§ **Aim of the exercise**
Every record here needs to be written out again exactly.

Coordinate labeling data
────────────────────────────────────────

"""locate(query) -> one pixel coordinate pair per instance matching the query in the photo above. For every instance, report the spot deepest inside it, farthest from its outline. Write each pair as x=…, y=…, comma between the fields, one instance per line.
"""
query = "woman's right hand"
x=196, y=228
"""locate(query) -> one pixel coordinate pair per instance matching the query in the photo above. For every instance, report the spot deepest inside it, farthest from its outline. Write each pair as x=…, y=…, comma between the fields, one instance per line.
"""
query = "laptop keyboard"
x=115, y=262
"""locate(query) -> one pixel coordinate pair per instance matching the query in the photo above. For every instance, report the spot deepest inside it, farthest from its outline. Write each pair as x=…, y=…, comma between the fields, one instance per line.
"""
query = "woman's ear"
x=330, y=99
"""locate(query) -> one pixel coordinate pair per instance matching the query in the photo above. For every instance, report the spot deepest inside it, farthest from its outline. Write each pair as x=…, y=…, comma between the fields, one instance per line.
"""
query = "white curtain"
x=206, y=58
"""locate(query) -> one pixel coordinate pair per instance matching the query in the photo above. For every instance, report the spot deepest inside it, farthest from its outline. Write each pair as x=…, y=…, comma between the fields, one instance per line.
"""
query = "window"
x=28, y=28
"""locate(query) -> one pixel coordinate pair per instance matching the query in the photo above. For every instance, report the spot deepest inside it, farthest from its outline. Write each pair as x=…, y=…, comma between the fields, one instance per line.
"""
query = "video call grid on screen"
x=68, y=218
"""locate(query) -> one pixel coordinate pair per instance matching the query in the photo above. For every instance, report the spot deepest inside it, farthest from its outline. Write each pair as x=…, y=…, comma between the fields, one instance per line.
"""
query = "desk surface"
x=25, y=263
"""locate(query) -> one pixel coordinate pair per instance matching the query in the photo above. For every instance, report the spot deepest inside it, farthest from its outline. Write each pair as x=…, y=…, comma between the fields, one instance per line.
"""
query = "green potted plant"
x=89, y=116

────────────────────────────────────────

§ **Exercise output**
"""locate(query) -> one pixel coordinate pair per instance matching the query in the photo above. For every instance, report the spot deepest inside it, farthest from its outline. Write each pair as x=…, y=…, comma between the fields, one instance per line.
"""
query = "woman's right hand"
x=196, y=228
"""locate(query) -> one pixel coordinate pair per instance matching the query in the photo above. For every instance, report the spot deepest inside it, farthest from its outline. Write each pair as x=…, y=…, comma between the fields, one instance per line.
"""
query = "laptop keyboard"
x=115, y=262
"""locate(query) -> one pixel coordinate pair per instance matching the query in the photo above. For every instance, report the spot deepest inside it, farthest from its outline. Write each pair as x=…, y=…, comma between the fields, one instance per line.
"""
query = "woman's ear"
x=330, y=99
"""locate(query) -> one pixel coordinate pair per instance matching the query in the photo above. For every instance, report the spot deepest inside it, farthest from its outline. Write each pair as x=…, y=…, comma between the fields, one instance per line.
"""
query = "white curtain"
x=206, y=58
"""locate(query) -> one pixel coordinate pair per instance matching the query in the photo above. For every instance, report the spot deepest inside it, farthest from its outline. Write each pair as x=…, y=…, comma between the fields, one instance per line.
"""
query = "window"
x=28, y=28
"""locate(query) -> one pixel coordinate pair per instance matching the query in the photo above. For every instance, report the spot deepest inside it, farthest from its outline. Write each pair as x=…, y=…, comma between the fields, one instance per line.
"""
query = "video call grid on screen"
x=68, y=218
"""locate(query) -> one pixel coordinate pair per instance matching the query in the photo above. For every instance, report the spot deepest inside it, farthest from its outline. Write each pair as x=…, y=…, comma between the fields, one instance per line.
"""
query = "desk surface"
x=25, y=263
"""locate(query) -> one pixel coordinate pair per instance matching the query in the photo above. For every instance, report the spot deepest inside it, farthest from its outline. Write each pair as x=…, y=…, comma between the fields, one instance per line.
"""
query = "green potted plant"
x=89, y=116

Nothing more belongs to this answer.